▶ WHAT THIS EXERCISE ASKS
1 > Write out, word for word, the passage of the Gellhorn Prize speech that begins with the words containing "More than a" and ends with "press and broadcasting.".
2 > Add the next part of the Gellhorn Prize speech, picking up after its last sentence.

By John Pilger
John Pilger made the following remarks in presenting the 15th Martha Gellhorn Prize to the American journalist Robert Parry at a dinner in London on 27 June 2017...
June 28, 2017 "Information Clearing House" - There are too many awards for journalism. Too many simply celebrate the status quo. The idea that journalists ought to challenge the status quo - what Orwell called Newspeak and Robert Parry calls 'groupthink' - is becoming increasingly rare.
More than a generation ago, a space opened
up for a journalism that dissented from the
groupthink and flourished briefly and often
tenuously in the press and broadcasting.
Today, that space has almost closed in the
so-called mainstream media. The best
journalists have become - often against
their will - dissidents.
The Martha Gellhorn Prize for Journalism
recognises these honourable exceptions. It
is very different from other prizes. Let me
quote in full why we give this award:
'The Gellhorn Prize is in honour of one of
the 20th century's greatest reporters. It is
awarded to a journalist whose work has
penetrated the established version of events
and told an unpalatable truth - a truth
validated by powerful facts that expose what
Martha Gellhorn called "official drivel".
She meant establishment propaganda.'
Martha was renowned as a war reporter. Her
dispatches from Spain in the 1930s and D-Day
in 1944 are classics. But she was more than
that. As both a reporter and a committed
humanitarian, she was a pioneer: one of the
first in Vietnam to report what she called
'a new kind of war against civilians': a
precursor to the wars of today.
She was the reason I was sent to Vietnam as
a reporter. My editor had spread across his
desk her articles that had run in the
Guardian and the St Louis Post-Dispatch. A
headline read, 'Targeting the people.' For
that series, she was placed on a black-list
by the US military and never allowed to
return to South Vietnam.

[Excerpts from location labeling data]
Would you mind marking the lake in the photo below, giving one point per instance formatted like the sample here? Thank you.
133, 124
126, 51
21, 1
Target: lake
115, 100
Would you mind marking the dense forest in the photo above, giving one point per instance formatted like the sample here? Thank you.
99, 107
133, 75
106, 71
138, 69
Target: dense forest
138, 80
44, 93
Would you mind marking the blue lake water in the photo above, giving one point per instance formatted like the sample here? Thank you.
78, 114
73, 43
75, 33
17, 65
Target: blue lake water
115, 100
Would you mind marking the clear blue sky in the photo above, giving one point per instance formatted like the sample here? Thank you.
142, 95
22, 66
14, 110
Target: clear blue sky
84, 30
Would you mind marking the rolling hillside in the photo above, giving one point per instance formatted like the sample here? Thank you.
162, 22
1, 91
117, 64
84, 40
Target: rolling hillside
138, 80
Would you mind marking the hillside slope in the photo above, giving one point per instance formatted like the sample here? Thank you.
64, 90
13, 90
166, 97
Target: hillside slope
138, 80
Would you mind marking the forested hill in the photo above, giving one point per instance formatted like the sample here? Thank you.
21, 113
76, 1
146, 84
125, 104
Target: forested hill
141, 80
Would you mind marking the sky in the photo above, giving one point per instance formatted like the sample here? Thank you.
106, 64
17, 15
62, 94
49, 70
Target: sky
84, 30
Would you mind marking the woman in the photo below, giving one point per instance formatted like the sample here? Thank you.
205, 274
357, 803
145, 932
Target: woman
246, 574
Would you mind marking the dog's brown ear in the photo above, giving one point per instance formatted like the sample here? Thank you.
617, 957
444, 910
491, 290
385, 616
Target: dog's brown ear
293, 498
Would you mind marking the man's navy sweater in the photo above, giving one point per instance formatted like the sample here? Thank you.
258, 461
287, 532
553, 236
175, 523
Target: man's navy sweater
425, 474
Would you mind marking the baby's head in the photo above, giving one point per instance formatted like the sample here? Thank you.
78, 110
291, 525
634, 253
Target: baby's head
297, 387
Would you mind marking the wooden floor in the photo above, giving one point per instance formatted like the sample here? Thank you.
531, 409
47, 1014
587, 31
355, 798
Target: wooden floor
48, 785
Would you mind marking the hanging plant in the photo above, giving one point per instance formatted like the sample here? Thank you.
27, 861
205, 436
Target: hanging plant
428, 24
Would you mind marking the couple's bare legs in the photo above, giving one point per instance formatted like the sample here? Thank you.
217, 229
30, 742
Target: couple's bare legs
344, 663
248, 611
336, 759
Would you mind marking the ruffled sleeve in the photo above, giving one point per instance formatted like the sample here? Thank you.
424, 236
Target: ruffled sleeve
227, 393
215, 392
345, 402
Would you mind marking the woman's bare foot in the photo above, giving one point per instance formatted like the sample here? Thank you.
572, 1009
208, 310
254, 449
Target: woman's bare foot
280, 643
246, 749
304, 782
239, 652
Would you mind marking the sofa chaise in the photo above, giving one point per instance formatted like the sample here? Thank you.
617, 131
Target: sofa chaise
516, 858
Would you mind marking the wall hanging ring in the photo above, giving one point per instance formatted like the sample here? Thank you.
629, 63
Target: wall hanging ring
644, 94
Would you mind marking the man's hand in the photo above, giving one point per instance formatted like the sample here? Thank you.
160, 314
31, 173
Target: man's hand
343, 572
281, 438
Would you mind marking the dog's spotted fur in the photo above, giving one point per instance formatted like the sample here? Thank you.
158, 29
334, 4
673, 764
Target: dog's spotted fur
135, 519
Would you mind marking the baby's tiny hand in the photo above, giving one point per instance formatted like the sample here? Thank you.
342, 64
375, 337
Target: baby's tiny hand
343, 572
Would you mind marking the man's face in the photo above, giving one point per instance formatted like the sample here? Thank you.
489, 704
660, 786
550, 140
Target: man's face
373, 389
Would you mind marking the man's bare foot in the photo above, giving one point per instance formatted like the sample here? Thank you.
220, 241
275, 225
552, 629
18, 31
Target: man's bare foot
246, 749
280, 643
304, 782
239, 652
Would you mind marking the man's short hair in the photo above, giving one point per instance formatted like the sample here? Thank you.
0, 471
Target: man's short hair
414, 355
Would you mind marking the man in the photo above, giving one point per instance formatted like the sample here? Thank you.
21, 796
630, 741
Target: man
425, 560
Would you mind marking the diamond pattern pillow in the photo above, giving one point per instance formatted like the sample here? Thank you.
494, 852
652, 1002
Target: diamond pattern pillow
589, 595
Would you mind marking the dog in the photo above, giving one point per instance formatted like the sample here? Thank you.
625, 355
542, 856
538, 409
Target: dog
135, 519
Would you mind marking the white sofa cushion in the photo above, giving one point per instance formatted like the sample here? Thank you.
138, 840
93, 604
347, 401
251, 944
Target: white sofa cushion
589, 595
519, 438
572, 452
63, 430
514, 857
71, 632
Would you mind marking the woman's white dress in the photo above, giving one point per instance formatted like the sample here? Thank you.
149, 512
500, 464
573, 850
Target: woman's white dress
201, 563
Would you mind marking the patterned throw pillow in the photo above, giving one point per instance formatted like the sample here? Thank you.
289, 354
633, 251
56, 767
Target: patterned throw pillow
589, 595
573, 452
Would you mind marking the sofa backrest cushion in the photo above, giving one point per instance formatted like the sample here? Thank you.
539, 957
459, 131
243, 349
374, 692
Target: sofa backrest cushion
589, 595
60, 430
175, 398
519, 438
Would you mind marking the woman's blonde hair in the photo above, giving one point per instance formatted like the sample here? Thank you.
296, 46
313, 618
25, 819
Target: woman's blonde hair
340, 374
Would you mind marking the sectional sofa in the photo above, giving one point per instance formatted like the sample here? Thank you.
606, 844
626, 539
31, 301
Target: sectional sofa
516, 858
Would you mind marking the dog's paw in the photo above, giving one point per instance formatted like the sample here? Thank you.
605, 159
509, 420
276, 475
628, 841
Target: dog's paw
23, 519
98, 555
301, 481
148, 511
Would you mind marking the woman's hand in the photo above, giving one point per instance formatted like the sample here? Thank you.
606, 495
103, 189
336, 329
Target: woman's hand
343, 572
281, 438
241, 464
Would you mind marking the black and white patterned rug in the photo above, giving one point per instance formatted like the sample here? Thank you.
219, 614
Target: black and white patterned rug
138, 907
==
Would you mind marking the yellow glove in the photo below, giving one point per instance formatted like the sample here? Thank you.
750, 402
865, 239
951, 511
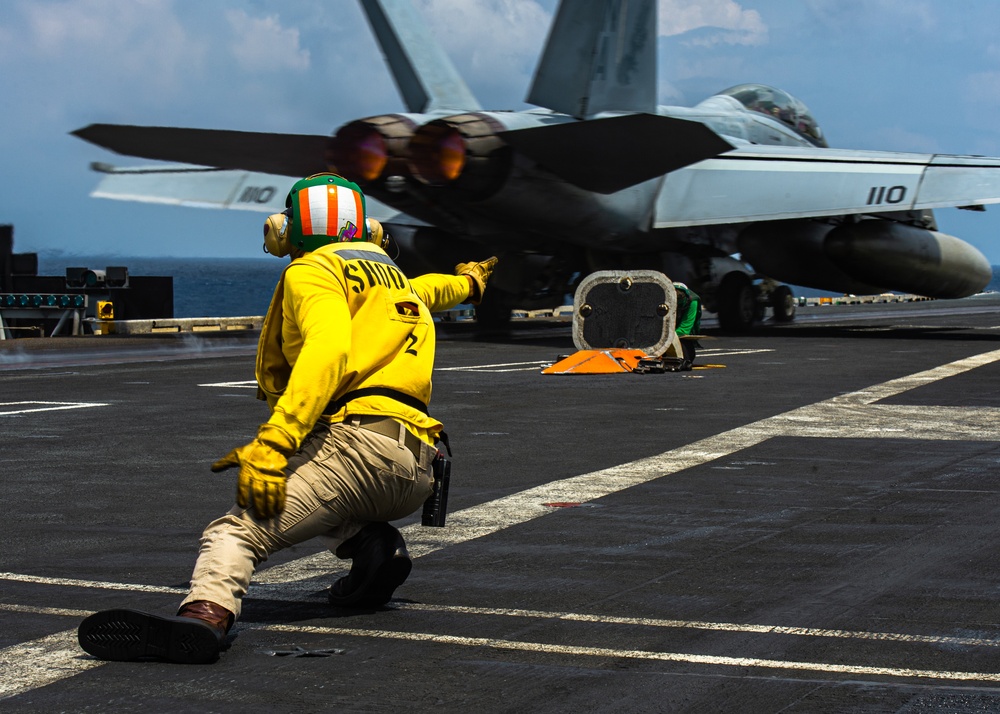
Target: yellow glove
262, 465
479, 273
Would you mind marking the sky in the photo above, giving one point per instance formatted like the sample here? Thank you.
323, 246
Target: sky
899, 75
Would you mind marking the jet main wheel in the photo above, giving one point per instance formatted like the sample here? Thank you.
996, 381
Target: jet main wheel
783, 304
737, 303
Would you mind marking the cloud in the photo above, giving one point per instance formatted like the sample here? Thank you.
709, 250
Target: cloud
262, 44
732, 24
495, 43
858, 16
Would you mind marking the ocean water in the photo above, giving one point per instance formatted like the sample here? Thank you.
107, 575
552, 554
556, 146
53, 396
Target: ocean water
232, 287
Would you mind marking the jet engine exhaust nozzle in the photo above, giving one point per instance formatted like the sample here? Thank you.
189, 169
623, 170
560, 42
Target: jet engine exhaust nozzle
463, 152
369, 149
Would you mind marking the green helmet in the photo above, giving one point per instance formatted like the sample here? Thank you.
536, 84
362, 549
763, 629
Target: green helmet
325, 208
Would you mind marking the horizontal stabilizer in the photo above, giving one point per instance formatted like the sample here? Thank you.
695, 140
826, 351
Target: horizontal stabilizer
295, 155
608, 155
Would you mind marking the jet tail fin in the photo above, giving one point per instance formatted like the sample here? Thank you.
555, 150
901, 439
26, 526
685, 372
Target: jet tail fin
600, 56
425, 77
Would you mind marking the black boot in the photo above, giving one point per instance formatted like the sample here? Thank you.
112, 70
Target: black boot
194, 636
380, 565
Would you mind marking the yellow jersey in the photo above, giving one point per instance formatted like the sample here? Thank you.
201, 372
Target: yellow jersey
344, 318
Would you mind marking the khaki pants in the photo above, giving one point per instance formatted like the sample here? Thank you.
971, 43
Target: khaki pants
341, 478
* * *
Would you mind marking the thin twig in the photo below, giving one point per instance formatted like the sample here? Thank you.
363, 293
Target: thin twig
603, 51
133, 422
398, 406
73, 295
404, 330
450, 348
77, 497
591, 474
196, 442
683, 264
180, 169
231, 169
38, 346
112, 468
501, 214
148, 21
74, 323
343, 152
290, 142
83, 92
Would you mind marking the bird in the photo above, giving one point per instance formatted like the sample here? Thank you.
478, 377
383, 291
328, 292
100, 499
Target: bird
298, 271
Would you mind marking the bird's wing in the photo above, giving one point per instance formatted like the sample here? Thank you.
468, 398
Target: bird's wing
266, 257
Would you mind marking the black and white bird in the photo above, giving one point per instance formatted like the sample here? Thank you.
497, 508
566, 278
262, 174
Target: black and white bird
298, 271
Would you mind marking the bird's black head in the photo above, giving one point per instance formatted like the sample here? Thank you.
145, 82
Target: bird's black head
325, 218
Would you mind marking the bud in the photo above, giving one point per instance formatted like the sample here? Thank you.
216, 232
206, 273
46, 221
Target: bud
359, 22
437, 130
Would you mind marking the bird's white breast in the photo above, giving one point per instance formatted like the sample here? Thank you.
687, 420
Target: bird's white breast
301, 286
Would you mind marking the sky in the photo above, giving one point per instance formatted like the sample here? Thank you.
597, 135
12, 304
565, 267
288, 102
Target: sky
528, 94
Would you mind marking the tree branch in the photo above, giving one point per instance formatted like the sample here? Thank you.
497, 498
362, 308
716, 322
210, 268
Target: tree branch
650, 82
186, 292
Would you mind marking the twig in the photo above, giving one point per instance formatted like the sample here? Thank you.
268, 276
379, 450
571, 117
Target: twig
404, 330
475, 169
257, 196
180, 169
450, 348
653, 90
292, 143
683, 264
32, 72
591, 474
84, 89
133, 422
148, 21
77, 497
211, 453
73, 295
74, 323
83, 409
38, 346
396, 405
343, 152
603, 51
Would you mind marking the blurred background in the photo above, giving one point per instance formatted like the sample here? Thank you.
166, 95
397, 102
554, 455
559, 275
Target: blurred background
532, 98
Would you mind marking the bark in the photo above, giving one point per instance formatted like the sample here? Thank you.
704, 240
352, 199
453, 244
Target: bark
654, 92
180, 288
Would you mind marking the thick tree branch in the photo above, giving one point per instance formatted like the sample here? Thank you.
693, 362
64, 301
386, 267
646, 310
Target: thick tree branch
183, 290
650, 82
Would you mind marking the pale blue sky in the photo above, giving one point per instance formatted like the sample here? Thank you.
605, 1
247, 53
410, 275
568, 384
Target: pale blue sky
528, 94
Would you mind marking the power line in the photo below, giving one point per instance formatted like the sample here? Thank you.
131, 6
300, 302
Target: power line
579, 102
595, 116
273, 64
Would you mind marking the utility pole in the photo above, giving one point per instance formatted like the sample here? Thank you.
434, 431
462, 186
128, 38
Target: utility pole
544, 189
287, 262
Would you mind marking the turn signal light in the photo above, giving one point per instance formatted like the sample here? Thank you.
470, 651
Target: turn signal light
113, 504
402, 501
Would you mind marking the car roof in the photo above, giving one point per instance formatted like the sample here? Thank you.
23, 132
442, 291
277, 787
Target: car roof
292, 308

▶ ANSWERS IN ORDER
1 >
More than a generation ago, a space opened
up for a journalism that dissented from the
groupthink and flourished briefly and often
tenuously in the press and broadcasting.

2 >
She and I became good friends. Indeed, all
my fellow judges of the Martha Gellhorn
Prize - Sandy and Shirlee Matthews, James
Fox, Jeremy Harding - have that in common.
We keep her memory.
She was indefatigable. She would call very
early in the morning and open up the
conversation with one of her favourite
expressions - 'I smell a rat'.
When, in 1990, President George Bush Senior
invaded Panama on the pretext of nabbing his
old CIA buddy General Noriega, the embedded
media made almost no mention of civilian
suffering.
My phone rang. 'I smell a rat', said a
familiar voice.
Within 24 hours Martha was on a plane to
Panama. She was then in her 80s. She went
straight to the barrios of Panama City, and
walked from door to door, interviewing
ordinary people. That was the way she worked
- in apartheid South Africa, in the favelas
of Brazil, in the villages of Vietnam.
She estimated that the American bombing and
invasion of Panama had killed at least 6,000
people.
She flew to Washington and stood up at a
press conference at the Pentagon and asked a
general: 'Why did you kill so many people
then lie about it?'
Imagine that question being asked today. And
that is what we are honouring this evening.
Truth-telling, and the courage to find out,
to ask the forbidden question.
Robert Parry is a very distinguished
honourable exception.
I first heard of Bob Parry in the 1980s when
he broke the Iran-Contra scandal as an
Associated Press reporter. This was a story
as important as Watergate. Some would say it
was more important.
The administration of Ronald Reagan had
secretly and illegally sold weapons to Iran
in order to secretly and illegally bankroll
a bloodthirsty group known as the Contras,
which was then trying to crush Nicaragua's
Sandinista government - on behalf of the
CIA. You could barely make it up.
Bob Parry's career has been devoted to
finding out, lifting rocks - and supporting
others who do the same.
In the 1990s, he supported Gary Webb, who
revealed that the Reagan administration had
allowed the Contras to traffic cocaine in
the US. For this, Webb was crucified by the
so-called mainstream media, and took his own
life. Lifting the big rocks can be as
dangerous as a war zone.
In 1995, Parry founded his own news service,
the Consortium for Independent Journalism.
But, really, there was just him. Today, his
website consortiumnews.com reflects the
authority and dissidence that marks Parry's
career.
What he does is make sense of the news - why
Saudi Arabia should be held accountable; why
the invasion of Libya was a folly and a
crime; why the New York Times is an
apologist for great power; why Hillary
Clinton and Donald Trump have much in
common; why Russia is not our enemy; why
history is critical to understanding.
For his journalism, Robert Parry is the
winner of the 2017 Martha Gellhorn Prize. He
joins the likes of Robert Fisk, Iona Craig,
Patrick Cockburn, Mohammed Omer, Dahr Jamail,
Marie Colvin, Julian Assange, Gareth Porter
and other honourable exceptions.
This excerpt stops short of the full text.